Provided passage ▸
◆ ◆ ◆ ◆ ◆

On Wed, 16 Sep 2015, Dirk Eddelbuettel wrote:
[...]
[V]ersion numbers are for humans first. I urge you to reconsider and
do something like
2015.09-n
as eg ESS (Emacs mode for R) does. Or just keep with 1.2.3 -- I
would counter the "it is under attack". Google 'semantic
versioning', it is very much alive and used. I still prefer it.
On semantic versioning, see
http://semver.org , where this approach is
defined and advocated. I think this makes a lot of sense for libraries
upon which other software is dependent. Now in fact we have been "sort
of" using semantic versioning for the libgretl library for some time.
The current libgretl is
libgretl-1.0.so.14.0.0
(MAJOR=14, MINOR and PATCH=0). What we've done for the last several
releases is increase the MAJOR number each time, leaving MINOR and
PATCH at zero. This reflects the fact that (almost) every release has
brought some backward-incompatible change in the libgretl API. That in
turn reflects the fact that, as a practical matter, we don't have to
worry much about maintaining API compatibility since, to our
knowledge, there's no other public free software project that depends
on libgretl. (And we've never released the programs and the library
independently, but always as a package.)

◆ ◆ ◆ ◆ ◆

Records shown ▸
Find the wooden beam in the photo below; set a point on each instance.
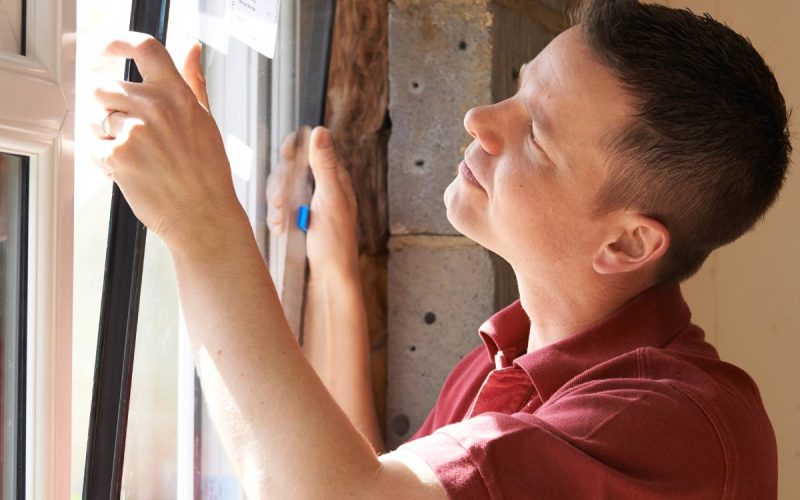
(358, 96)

◆ ◆ ◆ ◆ ◆

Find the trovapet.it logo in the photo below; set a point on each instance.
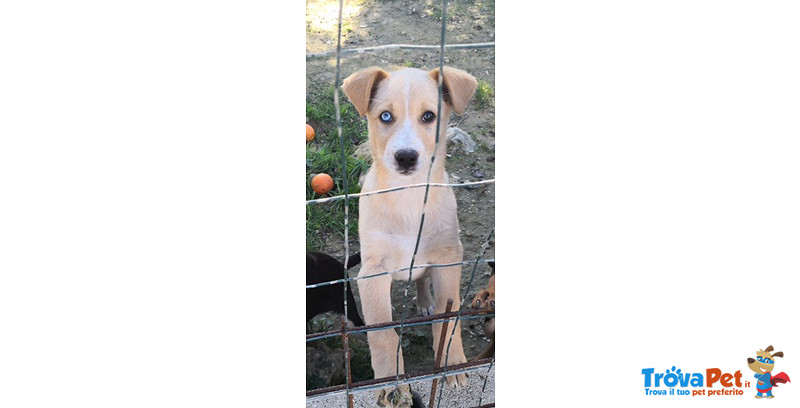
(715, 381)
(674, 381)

◆ ◆ ◆ ◆ ◆

Directive ▸
Write what comes next in the post on version numbering, starting after its last sentence. The items have no connection to the post on version numbering.

Reply to the exercise ▸
I think we could maintain SemVer for the gretl library (and apply it
more rigorously[*]) while switching to <year><letter> for gretl the
program. It seems to me that SemVer doesn't really apply to end-user
programs (nor to the Linux kernel, as Jack mentioned). What we've done
to date with the gretl X.Y.Z version numbers sorta looks like semantic
versioning but the resemblance is superficial, and the numbers are
not meaningful to users -- and as Dirk says, "version numbers are for
humans first."
[*] For example, in the 1.10.1 release we just fixed a bug, so if we
were following SemVer accurately the library version should have gone
from 12.0.0 to 12.0.1, not 13.0.0.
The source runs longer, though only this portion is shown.